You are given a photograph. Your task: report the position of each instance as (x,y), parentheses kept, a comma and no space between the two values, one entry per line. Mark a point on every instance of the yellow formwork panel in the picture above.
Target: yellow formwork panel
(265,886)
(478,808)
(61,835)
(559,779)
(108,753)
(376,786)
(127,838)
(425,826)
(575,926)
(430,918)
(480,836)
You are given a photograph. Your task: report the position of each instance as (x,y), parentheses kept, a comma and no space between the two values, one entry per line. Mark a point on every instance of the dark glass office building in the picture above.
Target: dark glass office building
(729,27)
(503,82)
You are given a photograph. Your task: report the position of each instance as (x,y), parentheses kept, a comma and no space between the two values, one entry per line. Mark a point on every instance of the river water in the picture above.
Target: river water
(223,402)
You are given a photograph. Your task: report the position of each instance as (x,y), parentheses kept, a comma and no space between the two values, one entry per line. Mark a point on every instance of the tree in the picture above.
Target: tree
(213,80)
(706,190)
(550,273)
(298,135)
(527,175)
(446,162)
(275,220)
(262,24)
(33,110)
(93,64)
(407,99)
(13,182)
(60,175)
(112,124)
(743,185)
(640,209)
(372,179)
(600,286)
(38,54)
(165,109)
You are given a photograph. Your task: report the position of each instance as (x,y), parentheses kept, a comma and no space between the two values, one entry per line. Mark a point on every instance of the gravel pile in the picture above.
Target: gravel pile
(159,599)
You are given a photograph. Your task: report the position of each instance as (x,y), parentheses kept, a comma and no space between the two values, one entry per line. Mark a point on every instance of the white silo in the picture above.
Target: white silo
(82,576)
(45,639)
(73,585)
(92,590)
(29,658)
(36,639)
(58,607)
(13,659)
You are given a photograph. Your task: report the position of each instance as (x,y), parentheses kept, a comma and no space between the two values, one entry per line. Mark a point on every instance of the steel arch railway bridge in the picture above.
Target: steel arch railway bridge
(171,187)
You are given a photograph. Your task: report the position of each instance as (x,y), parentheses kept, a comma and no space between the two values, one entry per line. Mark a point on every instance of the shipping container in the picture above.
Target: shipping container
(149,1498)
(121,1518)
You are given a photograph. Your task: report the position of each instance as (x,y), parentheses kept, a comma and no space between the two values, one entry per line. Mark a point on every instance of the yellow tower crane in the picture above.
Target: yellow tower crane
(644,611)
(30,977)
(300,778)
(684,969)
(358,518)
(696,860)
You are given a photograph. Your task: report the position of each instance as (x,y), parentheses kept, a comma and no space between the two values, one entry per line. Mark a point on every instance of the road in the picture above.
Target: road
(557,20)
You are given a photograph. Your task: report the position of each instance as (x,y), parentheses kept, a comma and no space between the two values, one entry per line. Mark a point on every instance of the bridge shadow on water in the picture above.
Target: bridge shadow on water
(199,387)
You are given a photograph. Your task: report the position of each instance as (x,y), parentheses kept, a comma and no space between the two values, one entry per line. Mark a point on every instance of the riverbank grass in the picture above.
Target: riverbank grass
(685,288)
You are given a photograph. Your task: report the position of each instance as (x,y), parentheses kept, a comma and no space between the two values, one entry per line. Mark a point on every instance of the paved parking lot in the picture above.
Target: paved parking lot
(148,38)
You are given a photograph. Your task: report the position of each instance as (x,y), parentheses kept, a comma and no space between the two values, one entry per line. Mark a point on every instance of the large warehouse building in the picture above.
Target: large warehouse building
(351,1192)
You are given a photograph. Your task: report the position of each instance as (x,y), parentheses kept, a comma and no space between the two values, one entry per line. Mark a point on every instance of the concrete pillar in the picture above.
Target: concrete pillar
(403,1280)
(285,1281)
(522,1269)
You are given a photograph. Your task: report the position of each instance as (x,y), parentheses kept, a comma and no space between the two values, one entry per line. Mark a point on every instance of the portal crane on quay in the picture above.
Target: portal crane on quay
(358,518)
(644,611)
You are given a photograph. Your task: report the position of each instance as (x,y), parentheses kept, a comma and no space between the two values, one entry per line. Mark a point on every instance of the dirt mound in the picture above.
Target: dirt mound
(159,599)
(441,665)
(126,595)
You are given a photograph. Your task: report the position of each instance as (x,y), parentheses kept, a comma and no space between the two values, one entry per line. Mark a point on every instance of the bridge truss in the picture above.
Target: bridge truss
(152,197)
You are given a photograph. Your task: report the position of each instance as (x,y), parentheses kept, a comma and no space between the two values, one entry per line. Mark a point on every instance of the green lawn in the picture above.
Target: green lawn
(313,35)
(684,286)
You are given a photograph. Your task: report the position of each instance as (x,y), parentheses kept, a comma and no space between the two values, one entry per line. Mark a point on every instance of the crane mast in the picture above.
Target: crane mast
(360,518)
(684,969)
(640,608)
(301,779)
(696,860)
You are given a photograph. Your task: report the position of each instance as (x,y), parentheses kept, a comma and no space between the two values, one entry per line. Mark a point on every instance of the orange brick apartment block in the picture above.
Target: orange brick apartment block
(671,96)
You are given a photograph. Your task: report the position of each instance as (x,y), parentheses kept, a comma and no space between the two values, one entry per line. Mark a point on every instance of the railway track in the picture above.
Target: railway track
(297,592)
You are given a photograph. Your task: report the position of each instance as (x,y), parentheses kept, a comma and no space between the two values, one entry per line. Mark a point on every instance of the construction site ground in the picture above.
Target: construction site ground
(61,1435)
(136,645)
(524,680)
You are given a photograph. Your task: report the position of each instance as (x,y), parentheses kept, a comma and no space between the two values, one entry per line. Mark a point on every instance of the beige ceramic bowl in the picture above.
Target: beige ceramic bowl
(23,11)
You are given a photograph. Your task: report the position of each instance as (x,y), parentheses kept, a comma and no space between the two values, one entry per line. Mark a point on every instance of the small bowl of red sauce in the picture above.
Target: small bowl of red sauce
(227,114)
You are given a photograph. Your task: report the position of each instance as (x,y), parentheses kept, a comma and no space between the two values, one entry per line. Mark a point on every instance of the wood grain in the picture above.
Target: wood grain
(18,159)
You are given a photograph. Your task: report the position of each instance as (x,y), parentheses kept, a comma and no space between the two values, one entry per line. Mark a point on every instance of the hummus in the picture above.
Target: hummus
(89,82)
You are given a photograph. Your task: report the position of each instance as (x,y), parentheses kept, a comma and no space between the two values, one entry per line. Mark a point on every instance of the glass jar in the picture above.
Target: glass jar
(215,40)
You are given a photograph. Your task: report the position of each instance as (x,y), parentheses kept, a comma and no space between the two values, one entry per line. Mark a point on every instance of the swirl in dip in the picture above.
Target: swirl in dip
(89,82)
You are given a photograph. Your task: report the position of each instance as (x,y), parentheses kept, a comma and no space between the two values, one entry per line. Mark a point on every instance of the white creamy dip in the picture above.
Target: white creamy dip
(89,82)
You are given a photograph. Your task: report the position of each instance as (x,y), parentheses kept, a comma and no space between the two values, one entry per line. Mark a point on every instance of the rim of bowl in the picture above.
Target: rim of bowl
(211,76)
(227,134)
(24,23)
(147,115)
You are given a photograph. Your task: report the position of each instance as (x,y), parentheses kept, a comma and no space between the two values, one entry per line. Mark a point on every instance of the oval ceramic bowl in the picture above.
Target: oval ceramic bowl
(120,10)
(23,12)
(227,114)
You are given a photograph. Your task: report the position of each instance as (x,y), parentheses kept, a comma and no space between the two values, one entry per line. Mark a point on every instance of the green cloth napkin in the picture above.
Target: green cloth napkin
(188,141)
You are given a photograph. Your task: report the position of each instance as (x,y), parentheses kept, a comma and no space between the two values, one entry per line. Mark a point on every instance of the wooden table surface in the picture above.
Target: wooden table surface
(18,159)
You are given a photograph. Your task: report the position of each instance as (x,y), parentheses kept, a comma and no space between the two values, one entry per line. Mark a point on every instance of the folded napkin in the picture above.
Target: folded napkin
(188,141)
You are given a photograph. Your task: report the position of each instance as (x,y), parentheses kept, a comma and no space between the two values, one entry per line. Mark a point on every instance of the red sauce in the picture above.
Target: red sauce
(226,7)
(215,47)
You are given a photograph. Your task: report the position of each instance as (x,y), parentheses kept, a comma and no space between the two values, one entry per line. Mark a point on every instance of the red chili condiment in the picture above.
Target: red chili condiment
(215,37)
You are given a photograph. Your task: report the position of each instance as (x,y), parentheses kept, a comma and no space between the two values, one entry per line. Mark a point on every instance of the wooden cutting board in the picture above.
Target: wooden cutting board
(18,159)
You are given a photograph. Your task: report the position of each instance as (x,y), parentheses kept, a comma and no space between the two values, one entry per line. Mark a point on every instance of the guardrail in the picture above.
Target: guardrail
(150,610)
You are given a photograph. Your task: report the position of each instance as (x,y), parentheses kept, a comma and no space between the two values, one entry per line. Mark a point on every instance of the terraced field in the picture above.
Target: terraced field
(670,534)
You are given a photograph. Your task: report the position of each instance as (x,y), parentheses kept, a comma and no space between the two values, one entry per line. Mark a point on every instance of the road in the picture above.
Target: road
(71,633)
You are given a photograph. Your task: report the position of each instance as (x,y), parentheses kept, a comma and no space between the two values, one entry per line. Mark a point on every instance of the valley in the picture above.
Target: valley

*EXERCISE*. Start at the first line of the entries and stop at the line that contains "tree in the picture above.". Repeat every line in that span exactly, and nothing beyond it.

*OUTPUT OF THE TASK*.
You are given a photograph. Your task: report the position of each instance as (x,y), parentheses kept, a comma and no space between the two values, one entry per line. Mark a point on every instance of the yellow formwork panel in the picture above.
Target: yellow formwork panel
(265,886)
(478,808)
(61,835)
(559,779)
(108,753)
(376,786)
(127,838)
(425,826)
(575,926)
(430,918)
(480,836)
You are given a photograph. Your task: report the position of each instance as (x,y), parentheses kept, a comma and no space between the two values, one entry per line. Mark a point on every instance of the dark glass office building in the picture above.
Target: dark glass office building
(729,27)
(503,82)
You are given a photograph. Your task: report the position of each instance as (x,y), parentheses kept, a comma and no space between the two values, one entry per line. Mark a point on every instance of the river water in the picture above.
Target: river water
(223,402)
You are given a photograph. Your task: report the position of each instance as (x,y), parentheses kept, a comma and no space between the two values, one entry per line. Mark a point on every instance of the tree in the picture above.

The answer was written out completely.